**REQUIREMENT**: Please rescale each coordinate in the answers of the records below by a factor of 2.35, rounding to the nearest whole number with halves going up. Write out every line again, requests included, leaving the requests and their format samples unchanged.

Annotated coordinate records
___

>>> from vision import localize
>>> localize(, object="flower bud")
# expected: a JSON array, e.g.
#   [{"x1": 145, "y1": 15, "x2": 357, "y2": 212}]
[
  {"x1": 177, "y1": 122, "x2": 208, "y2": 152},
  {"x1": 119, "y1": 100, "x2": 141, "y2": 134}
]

___

**OUTPUT BELOW**:
>>> from vision import localize
>>> localize(, object="flower bud")
# expected: a JSON array, e.g.
#   [{"x1": 145, "y1": 15, "x2": 357, "y2": 212}]
[
  {"x1": 416, "y1": 287, "x2": 489, "y2": 357},
  {"x1": 280, "y1": 235, "x2": 331, "y2": 315}
]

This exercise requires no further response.